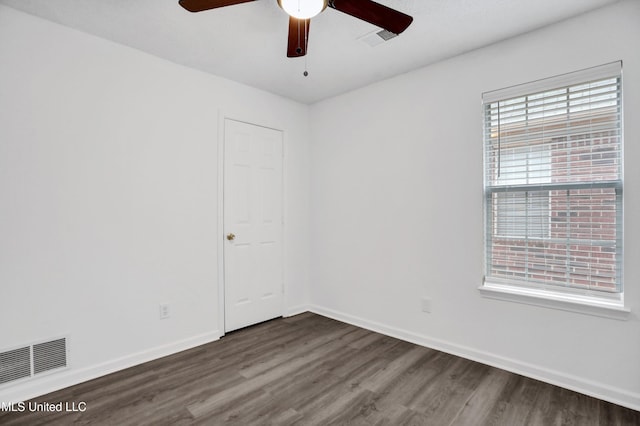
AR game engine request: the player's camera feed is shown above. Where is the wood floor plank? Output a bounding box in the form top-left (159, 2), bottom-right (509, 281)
top-left (1, 313), bottom-right (637, 425)
top-left (599, 399), bottom-right (640, 425)
top-left (490, 375), bottom-right (549, 426)
top-left (444, 366), bottom-right (514, 425)
top-left (403, 355), bottom-right (490, 422)
top-left (347, 329), bottom-right (387, 350)
top-left (359, 345), bottom-right (433, 392)
top-left (328, 335), bottom-right (405, 378)
top-left (238, 324), bottom-right (357, 379)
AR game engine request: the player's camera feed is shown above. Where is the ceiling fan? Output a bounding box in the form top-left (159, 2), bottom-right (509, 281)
top-left (179, 0), bottom-right (413, 57)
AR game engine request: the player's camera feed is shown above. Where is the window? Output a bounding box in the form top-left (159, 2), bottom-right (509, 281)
top-left (482, 62), bottom-right (624, 310)
top-left (495, 145), bottom-right (551, 239)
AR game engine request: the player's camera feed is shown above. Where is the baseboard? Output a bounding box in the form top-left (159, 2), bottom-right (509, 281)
top-left (0, 330), bottom-right (221, 405)
top-left (284, 304), bottom-right (311, 318)
top-left (308, 304), bottom-right (640, 412)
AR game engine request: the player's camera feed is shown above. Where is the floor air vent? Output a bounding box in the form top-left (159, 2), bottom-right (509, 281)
top-left (0, 347), bottom-right (31, 385)
top-left (33, 338), bottom-right (67, 375)
top-left (0, 337), bottom-right (68, 386)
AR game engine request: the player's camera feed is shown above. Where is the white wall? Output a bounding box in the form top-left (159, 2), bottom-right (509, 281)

********************

Exercise details – Strip out the pictures and repeat the listing above exactly.

Task result –
AR game engine request: the player's camera feed is shown above. Where is the wood floor plank? Output a bounding box in the form top-left (159, 2), bottom-right (509, 281)
top-left (1, 313), bottom-right (637, 425)
top-left (599, 399), bottom-right (640, 425)
top-left (490, 375), bottom-right (549, 426)
top-left (444, 366), bottom-right (514, 425)
top-left (403, 355), bottom-right (490, 422)
top-left (347, 329), bottom-right (387, 350)
top-left (359, 345), bottom-right (433, 392)
top-left (328, 335), bottom-right (405, 378)
top-left (238, 324), bottom-right (357, 379)
AR game engine request: the player's camera feed is shown above. Where is the ceiling fan? Output a bounding box in the form top-left (159, 2), bottom-right (509, 281)
top-left (179, 0), bottom-right (413, 57)
AR game engine request: the player's camera feed is shown above. Where is the window? Output a bounding box in the form top-left (159, 2), bottom-right (509, 281)
top-left (482, 62), bottom-right (624, 310)
top-left (495, 145), bottom-right (551, 239)
AR game engine request: the player's camera feed is shown above. Where is the baseboard? Output a bounding box in the form top-left (159, 2), bottom-right (509, 281)
top-left (0, 330), bottom-right (221, 405)
top-left (284, 304), bottom-right (311, 318)
top-left (308, 304), bottom-right (640, 412)
AR game engine request: the player's camera feed is shown above. Where is the floor air vent? Output a bounding box in the form top-left (159, 2), bottom-right (509, 281)
top-left (0, 347), bottom-right (31, 385)
top-left (33, 338), bottom-right (67, 375)
top-left (0, 337), bottom-right (68, 386)
AR game engine request: the player's camera feed is shown above. Where is the white wall? Output a bounding box in the form top-left (159, 2), bottom-right (509, 281)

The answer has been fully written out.